SÉRIE DE TÂCHES:
1. Recopiez intégralement l'extrait sur la jeunesse de Maurras.
2. Disposez en tableau Markdown, avec les colonnes « Numéro » et « Ligne d'enregistrement », le passage des enregistrements allant de leur première ligne jusqu'à la ligne contenant « Provide the mask of every instance of the white », les deux incluses, sans les lignes vides.

EXTRAIT DU DOCUMENT:
Tout son génie se trouve dans cette horreur d’une mort aperçue et dans cet amour immodéré des conditions, intellectuellement senties, du salut moral et mental. L’horreur ? Les systèmes philosophiques mortifères, parce qu’ils se déclinent tous selon le mode purement artificiel ou idéal de l’Un ; l’enthousiasme ? L’observation d’une constante, purement factuelle ou empirique, capable d’introduire à la vérité qui est « la grande passion de [sa] vie » : « Vous voulez m’exhorter, lance-t-il aux oreilles de son mentor, à ne m’emballer pour rien, attendre que tout passe. Je répondrai ce que tout bas j’ai pensé lorsqu’on me donna ce conseil : c’est là une devise de marmotte ou d’eunuque. Et puis, elle est impraticable, parce que l’on s’emballe toujours pour quelque chose. »
L’abbé Penon, à cette époque, ne comprend plus grand chose à son élève ; il se contente de lui reprocher un emploi jugé quasi compulsif des néologismes à la mode. L’élève se sauvera donc lui-même. Oublié le pessimisme et le décadentisme ! « J’ai d’autre part un système de sociologie pratique, et là, le postulat de toute société étant l’ambition de vivre, je tâche d’organiser, [de] préciser les conditions de la vie. ».
Maurras, il ne faut pas l’oublier, collabore régulièrement depuis un âge tendre, à La Réforme sociale, revue fondée pour propager les analyses du sociologue catholique Frédéric Le Play. Saturé d’esthétisme, il voit dans la sociologie le domaine par excellence de l’ordre et de la vie. Qui a dit qu’il était entré en politique à cause de l’Affaire Dreyfus ? Nous avons dans cette lettre de ses vingt-deux ans tout l’élan du maître de l’Action française, entre agnosticisme métaphysique et engagement politique.

Enregistrements d'annotation spatiale:
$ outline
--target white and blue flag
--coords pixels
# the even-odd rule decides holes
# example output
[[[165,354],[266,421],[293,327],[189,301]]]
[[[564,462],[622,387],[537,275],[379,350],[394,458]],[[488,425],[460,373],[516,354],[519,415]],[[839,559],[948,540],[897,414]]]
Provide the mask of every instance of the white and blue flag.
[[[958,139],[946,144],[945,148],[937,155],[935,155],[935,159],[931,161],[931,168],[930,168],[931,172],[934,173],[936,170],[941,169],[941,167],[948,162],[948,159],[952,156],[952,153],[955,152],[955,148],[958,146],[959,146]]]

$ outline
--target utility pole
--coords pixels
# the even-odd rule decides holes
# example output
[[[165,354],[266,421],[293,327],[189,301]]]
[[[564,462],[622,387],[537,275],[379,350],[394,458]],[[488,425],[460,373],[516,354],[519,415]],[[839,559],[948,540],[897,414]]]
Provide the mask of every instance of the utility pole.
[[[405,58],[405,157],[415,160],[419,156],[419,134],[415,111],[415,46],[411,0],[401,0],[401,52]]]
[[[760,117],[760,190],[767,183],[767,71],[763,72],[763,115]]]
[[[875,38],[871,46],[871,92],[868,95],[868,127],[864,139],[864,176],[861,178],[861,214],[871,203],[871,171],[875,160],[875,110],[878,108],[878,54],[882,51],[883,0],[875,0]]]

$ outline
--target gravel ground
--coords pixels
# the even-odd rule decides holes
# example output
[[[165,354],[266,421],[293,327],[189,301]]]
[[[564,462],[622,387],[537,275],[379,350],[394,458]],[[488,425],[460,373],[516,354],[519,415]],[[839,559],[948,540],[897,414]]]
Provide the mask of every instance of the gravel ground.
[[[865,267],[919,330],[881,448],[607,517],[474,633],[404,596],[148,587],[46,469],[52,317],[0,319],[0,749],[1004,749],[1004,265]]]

RÉSULTATS:
1.
Tout son génie se trouve dans cette horreur d’une mort aperçue et dans cet amour immodéré des conditions, intellectuellement senties, du salut moral et mental. L’horreur ? Les systèmes philosophiques mortifères, parce qu’ils se déclinent tous selon le mode purement artificiel ou idéal de l’Un ; l’enthousiasme ? L’observation d’une constante, purement factuelle ou empirique, capable d’introduire à la vérité qui est « la grande passion de [sa] vie » : « Vous voulez m’exhorter, lance-t-il aux oreilles de son mentor, à ne m’emballer pour rien, attendre que tout passe. Je répondrai ce que tout bas j’ai pensé lorsqu’on me donna ce conseil : c’est là une devise de marmotte ou d’eunuque. Et puis, elle est impraticable, parce que l’on s’emballe toujours pour quelque chose. »
L’abbé Penon, à cette époque, ne comprend plus grand chose à son élève ; il se contente de lui reprocher un emploi jugé quasi compulsif des néologismes à la mode. L’élève se sauvera donc lui-même. Oublié le pessimisme et le décadentisme ! « J’ai d’autre part un système de sociologie pratique, et là, le postulat de toute société étant l’ambition de vivre, je tâche d’organiser, [de] préciser les conditions de la vie. ».
Maurras, il ne faut pas l’oublier, collabore régulièrement depuis un âge tendre, à La Réforme sociale, revue fondée pour propager les analyses du sociologue catholique Frédéric Le Play. Saturé d’esthétisme, il voit dans la sociologie le domaine par excellence de l’ordre et de la vie. Qui a dit qu’il était entré en politique à cause de l’Affaire Dreyfus ? Nous avons dans cette lettre de ses vingt-deux ans tout l’élan du maître de l’Action française, entre agnosticisme métaphysique et engagement politique.

2.
| Numéro | Ligne d'enregistrement |
|---|---|
| 1 | $ outline |
| 2 | --target white and blue flag |
| 3 | --coords pixels |
| 4 | # the even-odd rule decides holes |
| 5 | # example output |
| 6 | [[[165,354],[266,421],[293,327],[189,301]]] |
| 7 | [[[564,462],[622,387],[537,275],[379,350],[394,458]],[[488,425],[460,373],[516,354],[519,415]],[[839,559],[948,540],[897,414]]] |
| 8 | Provide the mask of every instance of the white and blue flag. |